TASK STATEMENT.
Find every line in the items that contains the word "white" and copy each of those lines in full. Case counts.

MATERIAL.

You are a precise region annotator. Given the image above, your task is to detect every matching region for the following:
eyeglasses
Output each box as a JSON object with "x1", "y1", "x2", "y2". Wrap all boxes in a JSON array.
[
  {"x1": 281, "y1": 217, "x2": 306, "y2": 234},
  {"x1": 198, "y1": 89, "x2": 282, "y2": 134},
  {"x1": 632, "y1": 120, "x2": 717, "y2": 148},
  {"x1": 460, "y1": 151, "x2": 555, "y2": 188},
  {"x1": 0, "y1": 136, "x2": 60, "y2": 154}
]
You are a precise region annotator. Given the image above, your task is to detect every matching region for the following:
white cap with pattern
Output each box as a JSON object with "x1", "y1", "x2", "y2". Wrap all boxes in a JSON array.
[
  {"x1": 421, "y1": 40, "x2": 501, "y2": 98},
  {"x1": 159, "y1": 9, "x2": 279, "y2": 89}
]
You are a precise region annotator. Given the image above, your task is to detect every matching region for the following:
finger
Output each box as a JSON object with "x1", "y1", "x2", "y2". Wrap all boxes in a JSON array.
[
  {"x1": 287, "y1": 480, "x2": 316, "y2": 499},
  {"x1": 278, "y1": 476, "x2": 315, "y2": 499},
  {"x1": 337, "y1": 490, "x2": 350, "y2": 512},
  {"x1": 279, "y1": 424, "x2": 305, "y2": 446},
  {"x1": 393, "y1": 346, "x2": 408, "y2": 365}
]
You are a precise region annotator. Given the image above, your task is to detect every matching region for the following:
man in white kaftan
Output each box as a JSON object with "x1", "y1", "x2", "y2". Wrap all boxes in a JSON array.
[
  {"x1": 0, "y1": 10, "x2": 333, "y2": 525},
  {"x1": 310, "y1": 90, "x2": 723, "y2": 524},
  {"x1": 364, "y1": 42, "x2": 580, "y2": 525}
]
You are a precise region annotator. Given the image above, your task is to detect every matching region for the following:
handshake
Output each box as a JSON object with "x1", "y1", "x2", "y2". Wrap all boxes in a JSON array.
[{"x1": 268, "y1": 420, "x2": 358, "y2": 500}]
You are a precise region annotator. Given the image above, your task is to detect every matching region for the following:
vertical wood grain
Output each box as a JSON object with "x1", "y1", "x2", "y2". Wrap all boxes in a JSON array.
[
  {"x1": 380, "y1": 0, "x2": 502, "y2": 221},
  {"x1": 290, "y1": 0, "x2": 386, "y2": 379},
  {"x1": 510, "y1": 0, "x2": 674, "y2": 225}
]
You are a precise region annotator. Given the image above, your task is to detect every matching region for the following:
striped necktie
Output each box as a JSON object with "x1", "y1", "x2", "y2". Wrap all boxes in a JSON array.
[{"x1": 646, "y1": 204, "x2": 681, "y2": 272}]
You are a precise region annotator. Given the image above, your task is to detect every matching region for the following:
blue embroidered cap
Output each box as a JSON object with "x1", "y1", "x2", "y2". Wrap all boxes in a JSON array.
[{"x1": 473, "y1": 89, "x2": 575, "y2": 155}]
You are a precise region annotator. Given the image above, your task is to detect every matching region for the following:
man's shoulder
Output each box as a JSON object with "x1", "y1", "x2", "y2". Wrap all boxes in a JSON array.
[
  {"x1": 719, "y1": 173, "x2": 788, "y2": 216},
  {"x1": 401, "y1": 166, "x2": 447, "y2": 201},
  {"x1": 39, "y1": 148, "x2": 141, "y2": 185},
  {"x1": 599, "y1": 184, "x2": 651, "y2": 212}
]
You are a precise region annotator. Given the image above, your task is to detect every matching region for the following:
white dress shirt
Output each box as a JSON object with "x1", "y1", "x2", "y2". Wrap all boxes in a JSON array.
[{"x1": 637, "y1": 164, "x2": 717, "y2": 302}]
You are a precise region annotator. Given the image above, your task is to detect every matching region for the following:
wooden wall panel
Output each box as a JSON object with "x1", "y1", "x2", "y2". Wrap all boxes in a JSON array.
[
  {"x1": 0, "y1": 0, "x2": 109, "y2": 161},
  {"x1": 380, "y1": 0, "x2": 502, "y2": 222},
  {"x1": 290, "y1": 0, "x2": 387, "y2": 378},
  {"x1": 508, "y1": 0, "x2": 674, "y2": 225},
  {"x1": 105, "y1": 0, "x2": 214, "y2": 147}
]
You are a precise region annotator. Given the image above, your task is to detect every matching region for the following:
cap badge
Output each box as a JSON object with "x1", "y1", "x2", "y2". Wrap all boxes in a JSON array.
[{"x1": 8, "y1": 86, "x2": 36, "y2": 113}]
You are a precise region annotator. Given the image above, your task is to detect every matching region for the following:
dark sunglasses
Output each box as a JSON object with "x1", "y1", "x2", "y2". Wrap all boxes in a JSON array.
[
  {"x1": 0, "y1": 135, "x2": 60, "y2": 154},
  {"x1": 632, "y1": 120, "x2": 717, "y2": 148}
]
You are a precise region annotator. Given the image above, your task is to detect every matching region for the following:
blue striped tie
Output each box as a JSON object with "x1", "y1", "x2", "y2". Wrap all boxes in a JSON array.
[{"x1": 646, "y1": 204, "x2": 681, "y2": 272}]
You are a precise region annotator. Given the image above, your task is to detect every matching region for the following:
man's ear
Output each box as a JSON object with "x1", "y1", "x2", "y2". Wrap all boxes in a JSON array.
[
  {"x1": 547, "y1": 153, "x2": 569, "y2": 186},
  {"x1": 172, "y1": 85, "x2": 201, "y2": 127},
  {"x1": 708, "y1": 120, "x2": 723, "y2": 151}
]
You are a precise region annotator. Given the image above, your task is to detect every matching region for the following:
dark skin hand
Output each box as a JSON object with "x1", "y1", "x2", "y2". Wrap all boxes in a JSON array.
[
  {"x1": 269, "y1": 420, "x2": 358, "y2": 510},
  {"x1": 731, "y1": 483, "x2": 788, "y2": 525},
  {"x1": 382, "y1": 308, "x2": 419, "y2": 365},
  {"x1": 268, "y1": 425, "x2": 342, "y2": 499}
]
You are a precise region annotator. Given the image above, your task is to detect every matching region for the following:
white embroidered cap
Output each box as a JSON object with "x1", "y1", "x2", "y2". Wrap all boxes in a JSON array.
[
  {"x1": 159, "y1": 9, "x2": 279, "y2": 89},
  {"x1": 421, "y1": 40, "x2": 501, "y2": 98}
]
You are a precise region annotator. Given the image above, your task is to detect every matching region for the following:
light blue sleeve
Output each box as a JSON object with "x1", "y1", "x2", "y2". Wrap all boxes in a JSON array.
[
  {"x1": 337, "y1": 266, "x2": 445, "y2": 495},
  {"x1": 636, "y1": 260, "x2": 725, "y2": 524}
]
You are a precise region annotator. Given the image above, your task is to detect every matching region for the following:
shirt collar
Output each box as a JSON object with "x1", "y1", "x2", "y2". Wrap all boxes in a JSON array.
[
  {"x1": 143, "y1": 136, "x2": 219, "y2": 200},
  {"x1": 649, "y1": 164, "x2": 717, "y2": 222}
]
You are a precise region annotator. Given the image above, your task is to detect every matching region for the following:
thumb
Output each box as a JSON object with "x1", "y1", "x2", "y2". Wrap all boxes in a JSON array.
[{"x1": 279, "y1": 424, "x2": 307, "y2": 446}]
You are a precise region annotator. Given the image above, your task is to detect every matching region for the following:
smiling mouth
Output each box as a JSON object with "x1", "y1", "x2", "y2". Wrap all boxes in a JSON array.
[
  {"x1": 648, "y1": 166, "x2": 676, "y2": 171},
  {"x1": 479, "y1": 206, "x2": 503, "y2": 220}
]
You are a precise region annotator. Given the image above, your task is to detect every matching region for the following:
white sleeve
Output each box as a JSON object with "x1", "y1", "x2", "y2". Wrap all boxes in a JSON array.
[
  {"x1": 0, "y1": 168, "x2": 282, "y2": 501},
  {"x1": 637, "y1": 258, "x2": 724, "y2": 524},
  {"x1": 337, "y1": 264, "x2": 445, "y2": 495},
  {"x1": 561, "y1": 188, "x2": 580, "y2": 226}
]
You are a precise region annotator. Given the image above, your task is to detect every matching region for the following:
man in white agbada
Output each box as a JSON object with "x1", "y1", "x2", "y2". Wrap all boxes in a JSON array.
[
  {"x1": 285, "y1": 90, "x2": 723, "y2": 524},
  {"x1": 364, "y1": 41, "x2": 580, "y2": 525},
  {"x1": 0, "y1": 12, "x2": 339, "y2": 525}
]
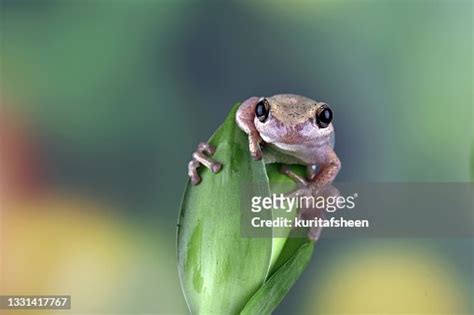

ANSWER.
white cap with pattern
man in white kaftan
white dress shirt
white embroidered cap
white sleeve
man in white agbada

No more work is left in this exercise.